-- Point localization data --
#####
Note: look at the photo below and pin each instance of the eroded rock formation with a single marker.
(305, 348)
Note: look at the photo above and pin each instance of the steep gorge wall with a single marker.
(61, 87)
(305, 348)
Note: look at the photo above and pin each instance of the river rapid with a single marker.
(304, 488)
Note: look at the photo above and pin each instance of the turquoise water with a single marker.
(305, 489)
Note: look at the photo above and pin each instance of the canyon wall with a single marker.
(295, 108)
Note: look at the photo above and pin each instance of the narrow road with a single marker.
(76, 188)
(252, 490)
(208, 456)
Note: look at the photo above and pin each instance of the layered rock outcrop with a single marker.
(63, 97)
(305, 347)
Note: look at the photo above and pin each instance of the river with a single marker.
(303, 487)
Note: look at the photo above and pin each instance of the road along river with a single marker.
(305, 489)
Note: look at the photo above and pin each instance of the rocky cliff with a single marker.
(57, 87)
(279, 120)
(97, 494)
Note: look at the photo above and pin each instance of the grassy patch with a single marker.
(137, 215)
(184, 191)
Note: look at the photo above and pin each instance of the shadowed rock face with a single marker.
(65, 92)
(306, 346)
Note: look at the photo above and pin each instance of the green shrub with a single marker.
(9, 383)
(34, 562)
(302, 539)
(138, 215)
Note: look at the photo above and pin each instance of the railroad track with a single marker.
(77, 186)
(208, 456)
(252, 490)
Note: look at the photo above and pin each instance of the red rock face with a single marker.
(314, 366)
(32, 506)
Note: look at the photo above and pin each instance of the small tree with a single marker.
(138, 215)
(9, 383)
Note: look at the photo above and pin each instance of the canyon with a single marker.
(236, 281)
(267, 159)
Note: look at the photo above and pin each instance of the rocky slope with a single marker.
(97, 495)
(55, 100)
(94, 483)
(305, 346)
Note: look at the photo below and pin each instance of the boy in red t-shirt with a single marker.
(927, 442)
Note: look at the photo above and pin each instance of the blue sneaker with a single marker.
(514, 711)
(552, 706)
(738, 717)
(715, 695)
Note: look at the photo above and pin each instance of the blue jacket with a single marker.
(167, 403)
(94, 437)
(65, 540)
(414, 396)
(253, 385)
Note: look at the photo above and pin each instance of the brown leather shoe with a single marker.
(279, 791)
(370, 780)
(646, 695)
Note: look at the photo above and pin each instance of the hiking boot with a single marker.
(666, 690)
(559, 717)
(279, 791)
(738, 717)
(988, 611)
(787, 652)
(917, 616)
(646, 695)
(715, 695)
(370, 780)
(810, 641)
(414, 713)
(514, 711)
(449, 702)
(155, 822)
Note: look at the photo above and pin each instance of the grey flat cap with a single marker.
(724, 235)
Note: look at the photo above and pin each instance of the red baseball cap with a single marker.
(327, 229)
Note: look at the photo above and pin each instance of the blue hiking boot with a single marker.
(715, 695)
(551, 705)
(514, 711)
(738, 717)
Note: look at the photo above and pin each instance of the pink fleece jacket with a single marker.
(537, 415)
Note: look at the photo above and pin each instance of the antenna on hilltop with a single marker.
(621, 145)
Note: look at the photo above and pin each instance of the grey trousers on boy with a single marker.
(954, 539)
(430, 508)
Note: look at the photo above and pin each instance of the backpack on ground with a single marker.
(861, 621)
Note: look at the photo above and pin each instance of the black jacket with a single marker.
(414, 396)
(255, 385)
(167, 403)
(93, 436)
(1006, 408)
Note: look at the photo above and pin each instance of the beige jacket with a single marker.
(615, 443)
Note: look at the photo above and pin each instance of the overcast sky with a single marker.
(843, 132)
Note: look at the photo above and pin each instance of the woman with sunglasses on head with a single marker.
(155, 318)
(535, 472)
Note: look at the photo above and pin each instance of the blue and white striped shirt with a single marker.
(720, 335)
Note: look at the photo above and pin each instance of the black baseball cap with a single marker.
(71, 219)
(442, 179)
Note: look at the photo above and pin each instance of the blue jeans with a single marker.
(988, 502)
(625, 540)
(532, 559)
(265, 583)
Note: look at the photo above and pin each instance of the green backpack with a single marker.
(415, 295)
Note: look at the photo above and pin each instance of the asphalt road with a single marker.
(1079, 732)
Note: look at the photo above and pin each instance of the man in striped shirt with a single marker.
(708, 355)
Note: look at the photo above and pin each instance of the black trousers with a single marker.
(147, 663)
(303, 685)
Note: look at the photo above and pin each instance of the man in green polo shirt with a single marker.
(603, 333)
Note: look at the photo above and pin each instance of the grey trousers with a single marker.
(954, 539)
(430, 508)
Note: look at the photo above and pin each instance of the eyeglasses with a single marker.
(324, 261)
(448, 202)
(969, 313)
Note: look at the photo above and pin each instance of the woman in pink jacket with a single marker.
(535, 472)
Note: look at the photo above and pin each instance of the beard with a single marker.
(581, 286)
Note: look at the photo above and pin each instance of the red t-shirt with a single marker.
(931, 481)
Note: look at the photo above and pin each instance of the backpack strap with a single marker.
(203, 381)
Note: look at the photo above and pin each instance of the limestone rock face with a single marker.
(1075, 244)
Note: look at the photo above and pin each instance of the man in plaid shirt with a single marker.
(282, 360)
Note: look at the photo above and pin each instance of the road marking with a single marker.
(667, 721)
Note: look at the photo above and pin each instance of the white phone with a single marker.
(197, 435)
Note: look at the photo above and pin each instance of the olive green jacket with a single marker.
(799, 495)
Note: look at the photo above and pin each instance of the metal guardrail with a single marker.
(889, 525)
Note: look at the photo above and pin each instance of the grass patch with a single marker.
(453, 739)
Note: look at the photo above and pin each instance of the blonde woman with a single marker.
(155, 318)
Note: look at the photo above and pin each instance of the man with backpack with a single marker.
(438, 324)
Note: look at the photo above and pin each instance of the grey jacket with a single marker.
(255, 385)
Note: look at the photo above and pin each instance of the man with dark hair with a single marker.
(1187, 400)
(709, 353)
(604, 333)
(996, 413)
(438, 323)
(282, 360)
#####
-- Work to be completed --
Reply with the complete records, restated exactly.

-- Response to this exercise --
Note: look at the photo below and pin each instance of the eroded rock formation with a single marker.
(305, 348)
Note: look at the photo above and pin each instance of the steep gorge wall with a single marker.
(61, 87)
(305, 348)
Note: look at the photo above and pin each instance of the river rapid with a single marker.
(304, 488)
Note: look at the photo above and pin each instance of the turquoise water with a single marker.
(305, 489)
Note: look at the photo above and pin each instance of the canyon wall with a single marker.
(295, 108)
Note: look at the photo above and pin each instance of the narrow road with a single marker.
(76, 188)
(252, 490)
(208, 456)
Note: look at the photo above and pin each instance of the layered rock outcrop with a single marker.
(63, 97)
(305, 347)
Note: look at the photo above and pin each instance of the river with a single marker.
(303, 487)
Note: look at the photo above and pin each instance of the road along river with a single marker.
(305, 489)
Note: look at the photo above and pin each instance of the rocky cliff with a single marker.
(57, 87)
(279, 120)
(97, 494)
Note: look at the photo above and pin each instance of the grassy patch with a single marker.
(137, 215)
(184, 191)
Note: look at the photo above and pin each instance of the shadowed rock face with a single marker.
(65, 92)
(306, 346)
Note: look at the photo above and pin each instance of the green shrub with a single marker.
(9, 383)
(34, 562)
(302, 539)
(138, 215)
Note: look at the photo above and pin each instance of the railroad track with a single marker.
(77, 186)
(208, 456)
(252, 490)
Note: look at the photo above and pin each instance of the red rock face with a single marker.
(314, 366)
(32, 506)
Note: look at the photo above and pin each instance of the small tree with a single marker.
(138, 215)
(9, 383)
Note: look at the photo above and pin each instance of the canyon with a single marker.
(236, 281)
(267, 159)
Note: look at the photo above and pin each instance of the rocky slope with a single marker.
(97, 495)
(55, 100)
(94, 483)
(305, 346)
Note: look at the photo below and pin each instance of the boy in red t-shirt with a single marker.
(927, 442)
Note: look at the photo above and pin each instance of the blue sneaker with a single marker.
(514, 711)
(552, 706)
(738, 717)
(715, 695)
Note: look at the photo above and pin each instance of the blue jacket with a single marker.
(167, 403)
(94, 437)
(65, 540)
(414, 396)
(253, 385)
Note: look at the photo above and pin each instance of the brown leather shoe with a single marker.
(279, 791)
(370, 780)
(646, 695)
Note: look at the photo above and pin each instance of the hiking boot with a single marker.
(666, 690)
(559, 717)
(279, 791)
(738, 717)
(988, 611)
(787, 652)
(917, 616)
(646, 695)
(715, 695)
(370, 780)
(810, 641)
(414, 713)
(514, 711)
(449, 702)
(155, 822)
Note: look at the photo above and pin each instance of the grey flat cap with a single marker.
(724, 235)
Note: look at the photo above and pin each instance of the red baseball cap with a single marker.
(327, 229)
Note: look at the photo above and pin each instance of the blue hiking boot with a single marker.
(715, 695)
(551, 705)
(514, 711)
(738, 717)
Note: look at the photo above and pin each instance of the pink fleece jacket with a single marker.
(537, 415)
Note: look at the photo above and pin each instance of the antenna on hilltop with a single marker.
(621, 145)
Note: look at the photo above and pin each instance of the grey trousers on boy with a single marker.
(954, 539)
(430, 508)
Note: look at the photo above and pin each instance of the backpack on ground with a single marker.
(861, 621)
Note: look at the photo above and pin each instance of the black jacket with a single marker.
(414, 396)
(255, 385)
(167, 403)
(93, 436)
(1006, 408)
Note: look at the photo above and pin each instance of the beige jacket with a single marker.
(615, 443)
Note: look at the photo above and pin each instance of the overcast sky with a single marker.
(843, 132)
Note: look at the photo above and pin each instance of the woman with sunglasses on head with a single marker.
(155, 318)
(535, 472)
Note: look at the photo above and pin each instance of the blue and white striped shirt with a single marker.
(720, 335)
Note: look at the photo above and pin each instance of the black baseball cap with a single marker.
(71, 219)
(442, 179)
Note: look at the photo above and pin each instance of the blue jeans with a single marker.
(988, 502)
(625, 540)
(532, 559)
(265, 583)
Note: look at the photo above and pin each instance of the green backpack with a single marker.
(415, 295)
Note: look at the photo above and pin each instance of the asphalt road with a single marker.
(1079, 732)
Note: look at the photo above and pin each instance of the man in striped shirt with a single marker.
(708, 355)
Note: look at the photo above and pin each instance of the black trousers with a single marker.
(147, 663)
(303, 685)
Note: look at the photo above and pin each instance of the man in green polo shirt with a single marker.
(603, 333)
Note: look at the photo above and pin each instance of the grey trousers with a single marker.
(954, 539)
(430, 508)
Note: look at the photo above and pin each instance of the eyeglasses with a single marker.
(324, 261)
(448, 202)
(969, 313)
Note: look at the photo above and pin each instance of the woman in pink jacket with a single marker.
(535, 472)
Note: look at the photo above and pin each instance of the beard with a single marker.
(581, 286)
Note: look at the photo above and pin each instance of the red t-shirt with a single marker.
(931, 481)
Note: look at the photo above and pin each instance of the backpack strap with a single marker.
(203, 381)
Note: look at the photo above and pin each instance of the limestone rock face with a single marker.
(1075, 244)
Note: look at the photo above and pin each instance of the man in plaid shirt with a single marker.
(282, 360)
Note: look at the photo above and pin each instance of the road marking with a single marker.
(667, 721)
Note: look at the photo above and pin each instance of the white phone with a single marker.
(197, 435)
Note: look at the photo above and pin each instance of the olive green jacket with a single marker.
(799, 495)
Note: look at the photo above and pin each instance of the metal guardrail with a single marker.
(889, 525)
Note: look at the photo above and pin each instance of the grass patch with a single marker.
(453, 739)
Note: look at the photo above and pin each instance of the blonde woman with a single marker.
(155, 318)
Note: look at the photo above and pin each instance of the man with backpack with a single marker.
(438, 324)
Note: look at the photo above and pin each instance of the grey jacket with a single marker.
(255, 385)
Note: look at the photo above and pin each instance of the man with dark hair with a single marker.
(1187, 400)
(709, 353)
(604, 333)
(996, 413)
(438, 323)
(282, 360)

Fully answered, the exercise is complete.